## Material provided
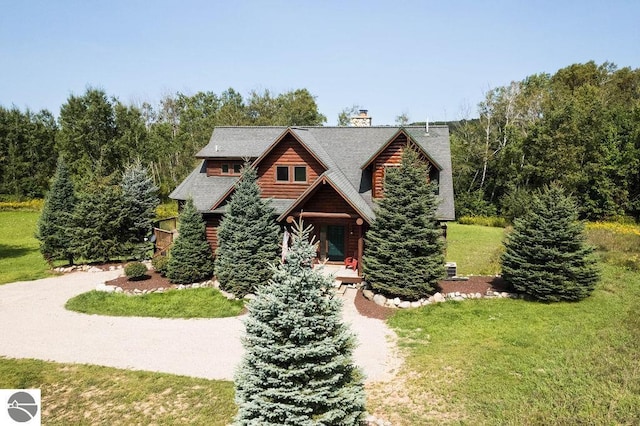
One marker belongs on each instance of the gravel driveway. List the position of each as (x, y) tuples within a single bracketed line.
[(35, 324)]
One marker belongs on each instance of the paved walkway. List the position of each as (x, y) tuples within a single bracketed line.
[(35, 324)]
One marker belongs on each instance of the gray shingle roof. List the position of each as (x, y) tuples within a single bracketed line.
[(343, 150)]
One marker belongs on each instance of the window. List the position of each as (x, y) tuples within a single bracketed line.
[(295, 174), (282, 173), (230, 169), (300, 174)]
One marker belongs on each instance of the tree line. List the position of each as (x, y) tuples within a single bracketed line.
[(579, 128), (100, 136)]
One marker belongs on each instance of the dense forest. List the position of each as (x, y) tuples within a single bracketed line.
[(579, 127)]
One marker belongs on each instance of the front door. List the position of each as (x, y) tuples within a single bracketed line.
[(335, 242)]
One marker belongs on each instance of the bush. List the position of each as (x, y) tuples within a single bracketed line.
[(135, 271), (491, 221), (160, 264)]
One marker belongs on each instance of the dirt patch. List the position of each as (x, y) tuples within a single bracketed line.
[(475, 284), (154, 281)]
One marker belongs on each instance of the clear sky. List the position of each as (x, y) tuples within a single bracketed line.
[(423, 58)]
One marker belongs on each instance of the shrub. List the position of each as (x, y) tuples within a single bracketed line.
[(492, 221), (135, 271), (160, 264)]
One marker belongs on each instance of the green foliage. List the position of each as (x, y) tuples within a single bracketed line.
[(34, 205), (496, 222), (404, 252), (160, 264), (545, 255), (56, 224), (578, 127), (192, 303), (298, 367), (140, 199), (247, 239), (100, 223), (135, 271), (26, 149), (191, 259), (20, 259)]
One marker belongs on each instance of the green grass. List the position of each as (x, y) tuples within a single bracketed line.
[(194, 303), (476, 249), (82, 394), (20, 258), (515, 362)]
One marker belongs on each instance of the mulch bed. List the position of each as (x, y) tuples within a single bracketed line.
[(367, 308), (154, 281), (475, 284)]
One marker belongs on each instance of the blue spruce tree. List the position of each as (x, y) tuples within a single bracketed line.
[(298, 367)]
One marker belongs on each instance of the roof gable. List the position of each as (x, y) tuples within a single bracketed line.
[(411, 142)]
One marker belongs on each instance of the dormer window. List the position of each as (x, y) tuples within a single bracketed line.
[(230, 168), (291, 174)]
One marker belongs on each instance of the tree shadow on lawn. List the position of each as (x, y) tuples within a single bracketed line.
[(7, 251)]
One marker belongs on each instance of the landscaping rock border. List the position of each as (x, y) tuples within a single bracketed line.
[(438, 297)]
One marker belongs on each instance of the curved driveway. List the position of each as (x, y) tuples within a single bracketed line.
[(35, 324)]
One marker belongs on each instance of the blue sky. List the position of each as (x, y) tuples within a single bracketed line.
[(422, 58)]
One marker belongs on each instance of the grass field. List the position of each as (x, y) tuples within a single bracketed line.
[(475, 249), (516, 362), (487, 362), (20, 259), (75, 394), (194, 303)]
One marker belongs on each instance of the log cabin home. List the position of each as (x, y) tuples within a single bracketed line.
[(329, 176)]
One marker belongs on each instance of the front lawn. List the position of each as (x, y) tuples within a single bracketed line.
[(476, 249), (517, 362), (193, 303), (75, 394), (20, 258)]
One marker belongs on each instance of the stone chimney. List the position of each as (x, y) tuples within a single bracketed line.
[(362, 119)]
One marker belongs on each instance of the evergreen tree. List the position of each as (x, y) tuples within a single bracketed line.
[(247, 239), (100, 220), (546, 256), (404, 252), (140, 201), (297, 368), (55, 224), (190, 258)]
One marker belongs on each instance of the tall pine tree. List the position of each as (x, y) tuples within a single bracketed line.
[(298, 367), (55, 224), (190, 257), (247, 238), (140, 200), (404, 252), (100, 222), (546, 256)]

## Problem description
Each line from the one containing "One marker belongs on each instance of the evergreen" through the last line of the entries is to be copied exactly, with no other lines added.

## Task output
One marker belongs on each instance of the evergreen tree. List the position of each as (x, y) tuples within a single bracketed line.
[(247, 239), (100, 220), (546, 256), (404, 252), (140, 201), (297, 368), (55, 224), (190, 258)]
One marker belongs on each instance of the tall pine tree. List the position of each as (x, y) tuples within a single bracketed line.
[(298, 367), (55, 224), (190, 257), (247, 238), (140, 200), (404, 252), (100, 222), (546, 256)]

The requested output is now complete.